■ Your objective ■
Starting at the line that contains "Can you see the distant" and ending at the last line of the records, turn those lines into a numbered list with blank lines omitted. Include only those lines.

+++

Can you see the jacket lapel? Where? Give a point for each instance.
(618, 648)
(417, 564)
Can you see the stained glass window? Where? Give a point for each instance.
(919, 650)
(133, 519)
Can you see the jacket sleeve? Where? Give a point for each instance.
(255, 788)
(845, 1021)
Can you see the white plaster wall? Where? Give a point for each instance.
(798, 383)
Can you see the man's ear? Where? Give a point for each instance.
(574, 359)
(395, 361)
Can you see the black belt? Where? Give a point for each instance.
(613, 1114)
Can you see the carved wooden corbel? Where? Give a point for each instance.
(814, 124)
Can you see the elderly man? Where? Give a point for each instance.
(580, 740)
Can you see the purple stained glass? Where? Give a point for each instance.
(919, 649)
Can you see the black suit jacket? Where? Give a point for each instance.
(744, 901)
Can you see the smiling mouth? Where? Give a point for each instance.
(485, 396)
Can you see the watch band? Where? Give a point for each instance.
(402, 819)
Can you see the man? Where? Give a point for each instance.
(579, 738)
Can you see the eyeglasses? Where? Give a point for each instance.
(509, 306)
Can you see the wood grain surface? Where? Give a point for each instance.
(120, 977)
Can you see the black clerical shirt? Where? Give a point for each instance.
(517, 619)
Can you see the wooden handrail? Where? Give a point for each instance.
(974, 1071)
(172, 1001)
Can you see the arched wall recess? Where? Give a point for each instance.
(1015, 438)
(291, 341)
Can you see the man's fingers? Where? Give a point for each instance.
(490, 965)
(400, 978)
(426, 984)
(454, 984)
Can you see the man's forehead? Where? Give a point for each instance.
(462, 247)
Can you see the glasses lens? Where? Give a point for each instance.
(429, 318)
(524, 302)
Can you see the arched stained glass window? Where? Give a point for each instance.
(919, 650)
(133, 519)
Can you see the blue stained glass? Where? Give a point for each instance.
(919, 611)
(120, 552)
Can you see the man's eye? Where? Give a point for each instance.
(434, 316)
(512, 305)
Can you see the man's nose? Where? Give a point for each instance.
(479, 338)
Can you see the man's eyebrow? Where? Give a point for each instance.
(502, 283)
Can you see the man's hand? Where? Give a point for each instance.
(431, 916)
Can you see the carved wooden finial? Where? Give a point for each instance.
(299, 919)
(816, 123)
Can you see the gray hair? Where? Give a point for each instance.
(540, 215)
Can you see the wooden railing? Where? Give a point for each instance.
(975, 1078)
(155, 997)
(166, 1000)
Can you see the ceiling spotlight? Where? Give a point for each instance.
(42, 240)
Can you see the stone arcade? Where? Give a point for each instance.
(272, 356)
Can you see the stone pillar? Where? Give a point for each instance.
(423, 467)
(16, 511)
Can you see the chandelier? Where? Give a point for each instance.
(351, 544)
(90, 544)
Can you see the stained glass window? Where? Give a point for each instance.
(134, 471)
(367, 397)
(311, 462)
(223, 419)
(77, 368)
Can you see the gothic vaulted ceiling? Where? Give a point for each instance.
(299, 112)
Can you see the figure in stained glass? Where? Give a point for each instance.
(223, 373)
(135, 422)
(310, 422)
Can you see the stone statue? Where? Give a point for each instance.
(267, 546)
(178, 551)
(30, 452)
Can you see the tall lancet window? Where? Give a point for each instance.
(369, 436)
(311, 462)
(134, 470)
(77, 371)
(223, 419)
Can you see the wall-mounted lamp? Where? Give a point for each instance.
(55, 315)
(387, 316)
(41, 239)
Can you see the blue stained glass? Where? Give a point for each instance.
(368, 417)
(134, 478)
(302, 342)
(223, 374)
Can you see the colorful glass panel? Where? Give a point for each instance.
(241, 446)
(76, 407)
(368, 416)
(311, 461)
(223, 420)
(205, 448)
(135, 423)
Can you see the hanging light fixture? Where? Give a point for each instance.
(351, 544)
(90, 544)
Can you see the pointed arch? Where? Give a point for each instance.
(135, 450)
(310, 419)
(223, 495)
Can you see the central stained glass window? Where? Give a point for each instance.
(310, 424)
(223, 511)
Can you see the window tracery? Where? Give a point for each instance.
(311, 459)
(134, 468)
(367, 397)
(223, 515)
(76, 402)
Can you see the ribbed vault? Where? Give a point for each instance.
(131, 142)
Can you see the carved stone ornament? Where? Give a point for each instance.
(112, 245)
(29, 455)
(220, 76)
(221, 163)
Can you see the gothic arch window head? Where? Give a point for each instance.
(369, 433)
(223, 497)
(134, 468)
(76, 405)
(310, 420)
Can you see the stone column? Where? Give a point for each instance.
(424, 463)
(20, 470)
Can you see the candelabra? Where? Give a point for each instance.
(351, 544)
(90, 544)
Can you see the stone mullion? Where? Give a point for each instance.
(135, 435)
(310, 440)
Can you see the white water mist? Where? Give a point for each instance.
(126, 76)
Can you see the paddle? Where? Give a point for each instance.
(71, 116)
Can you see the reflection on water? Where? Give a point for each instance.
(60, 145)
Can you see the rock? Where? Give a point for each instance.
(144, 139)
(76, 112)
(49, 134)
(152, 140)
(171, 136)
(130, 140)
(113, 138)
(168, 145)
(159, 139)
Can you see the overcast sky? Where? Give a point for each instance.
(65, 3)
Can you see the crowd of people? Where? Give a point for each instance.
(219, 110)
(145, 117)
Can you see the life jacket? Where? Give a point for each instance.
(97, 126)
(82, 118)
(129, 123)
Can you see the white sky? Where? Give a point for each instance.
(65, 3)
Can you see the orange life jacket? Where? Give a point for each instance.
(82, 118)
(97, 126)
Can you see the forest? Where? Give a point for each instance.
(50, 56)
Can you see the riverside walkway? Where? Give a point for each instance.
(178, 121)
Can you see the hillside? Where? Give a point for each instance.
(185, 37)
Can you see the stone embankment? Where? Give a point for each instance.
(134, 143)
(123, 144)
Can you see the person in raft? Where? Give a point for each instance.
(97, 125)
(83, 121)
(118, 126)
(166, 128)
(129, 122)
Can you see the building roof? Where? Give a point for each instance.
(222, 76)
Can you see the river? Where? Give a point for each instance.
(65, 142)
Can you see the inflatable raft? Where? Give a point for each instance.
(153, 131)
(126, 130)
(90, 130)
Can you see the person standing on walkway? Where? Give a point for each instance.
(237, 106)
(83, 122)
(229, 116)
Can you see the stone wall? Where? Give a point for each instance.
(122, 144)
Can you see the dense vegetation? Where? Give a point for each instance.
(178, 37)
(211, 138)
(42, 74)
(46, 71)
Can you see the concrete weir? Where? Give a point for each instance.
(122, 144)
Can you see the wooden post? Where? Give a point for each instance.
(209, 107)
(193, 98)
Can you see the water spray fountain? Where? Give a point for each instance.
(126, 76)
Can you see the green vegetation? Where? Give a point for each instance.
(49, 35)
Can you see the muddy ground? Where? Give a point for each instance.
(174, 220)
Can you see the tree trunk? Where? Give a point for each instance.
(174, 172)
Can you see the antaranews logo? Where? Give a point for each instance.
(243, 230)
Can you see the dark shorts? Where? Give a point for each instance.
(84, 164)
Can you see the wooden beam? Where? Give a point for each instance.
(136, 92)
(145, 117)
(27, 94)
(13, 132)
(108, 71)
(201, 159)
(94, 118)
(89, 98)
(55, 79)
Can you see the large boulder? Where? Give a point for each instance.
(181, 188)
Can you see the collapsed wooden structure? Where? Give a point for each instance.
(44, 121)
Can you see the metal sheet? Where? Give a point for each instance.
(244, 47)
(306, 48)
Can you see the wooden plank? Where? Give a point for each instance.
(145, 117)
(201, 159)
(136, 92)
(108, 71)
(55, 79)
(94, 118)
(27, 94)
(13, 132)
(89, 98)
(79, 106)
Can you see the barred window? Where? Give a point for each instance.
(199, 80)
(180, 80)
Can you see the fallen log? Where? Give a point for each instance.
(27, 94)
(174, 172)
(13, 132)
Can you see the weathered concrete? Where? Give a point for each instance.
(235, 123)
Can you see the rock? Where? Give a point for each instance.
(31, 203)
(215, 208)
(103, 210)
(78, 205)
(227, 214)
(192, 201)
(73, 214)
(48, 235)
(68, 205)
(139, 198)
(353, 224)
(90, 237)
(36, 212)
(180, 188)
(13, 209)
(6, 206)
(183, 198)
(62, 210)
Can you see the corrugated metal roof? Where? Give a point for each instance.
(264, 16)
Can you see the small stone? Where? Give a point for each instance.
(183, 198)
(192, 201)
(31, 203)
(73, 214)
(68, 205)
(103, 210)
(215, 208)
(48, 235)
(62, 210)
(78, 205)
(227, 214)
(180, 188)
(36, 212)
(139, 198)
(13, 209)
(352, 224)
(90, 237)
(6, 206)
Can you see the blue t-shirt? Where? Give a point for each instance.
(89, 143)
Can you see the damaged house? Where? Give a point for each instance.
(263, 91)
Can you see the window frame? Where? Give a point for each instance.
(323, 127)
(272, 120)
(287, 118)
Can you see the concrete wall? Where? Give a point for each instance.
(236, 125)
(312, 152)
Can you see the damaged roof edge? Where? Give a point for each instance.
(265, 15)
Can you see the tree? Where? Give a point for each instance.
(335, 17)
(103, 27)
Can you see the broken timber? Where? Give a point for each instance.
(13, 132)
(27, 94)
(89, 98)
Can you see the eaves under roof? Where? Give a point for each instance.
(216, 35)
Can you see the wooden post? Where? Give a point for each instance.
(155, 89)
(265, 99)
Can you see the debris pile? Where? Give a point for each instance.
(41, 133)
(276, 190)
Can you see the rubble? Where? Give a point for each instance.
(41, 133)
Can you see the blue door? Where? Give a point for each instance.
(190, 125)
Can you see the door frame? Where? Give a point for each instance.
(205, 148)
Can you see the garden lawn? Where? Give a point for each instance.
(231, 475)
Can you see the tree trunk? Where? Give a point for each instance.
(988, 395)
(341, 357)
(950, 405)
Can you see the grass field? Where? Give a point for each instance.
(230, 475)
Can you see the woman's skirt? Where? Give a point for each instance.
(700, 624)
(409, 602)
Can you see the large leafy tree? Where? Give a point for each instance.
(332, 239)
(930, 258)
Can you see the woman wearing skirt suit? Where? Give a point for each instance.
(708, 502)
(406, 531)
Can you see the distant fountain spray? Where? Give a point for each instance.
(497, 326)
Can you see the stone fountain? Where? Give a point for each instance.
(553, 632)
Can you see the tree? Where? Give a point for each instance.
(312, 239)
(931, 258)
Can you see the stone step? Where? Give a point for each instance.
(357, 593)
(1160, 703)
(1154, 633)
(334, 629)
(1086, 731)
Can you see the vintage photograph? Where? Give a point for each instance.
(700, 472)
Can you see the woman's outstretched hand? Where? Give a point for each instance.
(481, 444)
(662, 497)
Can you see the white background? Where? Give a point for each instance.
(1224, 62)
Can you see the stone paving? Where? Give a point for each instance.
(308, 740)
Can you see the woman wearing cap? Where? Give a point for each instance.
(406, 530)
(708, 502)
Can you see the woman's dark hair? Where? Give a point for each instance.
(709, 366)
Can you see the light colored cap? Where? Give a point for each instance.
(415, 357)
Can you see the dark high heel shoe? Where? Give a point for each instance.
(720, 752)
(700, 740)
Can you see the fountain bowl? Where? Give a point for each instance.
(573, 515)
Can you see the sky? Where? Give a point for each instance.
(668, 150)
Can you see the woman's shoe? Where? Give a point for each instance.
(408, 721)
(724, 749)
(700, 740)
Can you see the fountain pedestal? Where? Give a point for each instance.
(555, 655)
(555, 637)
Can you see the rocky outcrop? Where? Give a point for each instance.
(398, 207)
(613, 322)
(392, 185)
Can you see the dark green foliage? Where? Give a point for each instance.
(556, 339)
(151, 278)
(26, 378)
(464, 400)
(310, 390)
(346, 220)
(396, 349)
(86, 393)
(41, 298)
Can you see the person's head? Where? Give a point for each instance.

+++

■ Output below ■
1. Can you see the distant fountain spray? Where? Give a point for each instance.
2. (497, 326)
3. Can you see the stone fountain? Where? Give a point for each instance.
4. (553, 632)
5. Can you see the tree? Where? Give a point for each instance.
6. (312, 239)
7. (931, 258)
8. Can you see the stone step? Where? Give a point for each instance.
9. (357, 593)
10. (1160, 703)
11. (1154, 633)
12. (334, 629)
13. (1086, 731)
14. Can you see the vintage photograph? Where? Give a point for each instance.
15. (700, 472)
16. Can you see the woman's outstretched hand? Where? Give a point for each instance.
17. (481, 444)
18. (662, 497)
19. Can you see the white background? Where? Give a point for each instance.
20. (1224, 62)
21. Can you see the stone paving? Where? Give a point for each instance.
22. (308, 740)
23. Can you see the woman wearing cap? Where? Give a point for each instance.
24. (406, 530)
25. (708, 502)
26. Can you see the woman's dark hair? Where? Give a point for each instance.
27. (709, 366)
28. Can you see the light colored cap? Where? Give a point for each instance.
29. (415, 357)
30. Can you see the dark high heel shoe? Where? Give a point for each instance.
31. (720, 752)
32. (700, 740)
33. Can you see the fountain bowl? Where? Give a point for each instance.
34. (573, 515)
35. Can you see the sky? Where? Give a point for each instance.
36. (668, 150)
37. Can you see the woman's shoe? Where? Give a point for each instance.
38. (408, 721)
39. (724, 749)
40. (700, 740)
41. Can you see the fountain pedestal? Where? Give a point for each instance.
42. (555, 655)
43. (555, 637)
44. Can you see the rocky outcrop? Where? Give a point for each instance.
45. (398, 207)
46. (613, 322)
47. (392, 185)
48. Can you see the dark green foliage? Where? Give a point for each instance.
49. (556, 339)
50. (151, 278)
51. (26, 378)
52. (464, 400)
53. (310, 390)
54. (346, 220)
55. (396, 349)
56. (86, 393)
57. (41, 298)
58. Can you see the person's head? Where? Give a point for each instance.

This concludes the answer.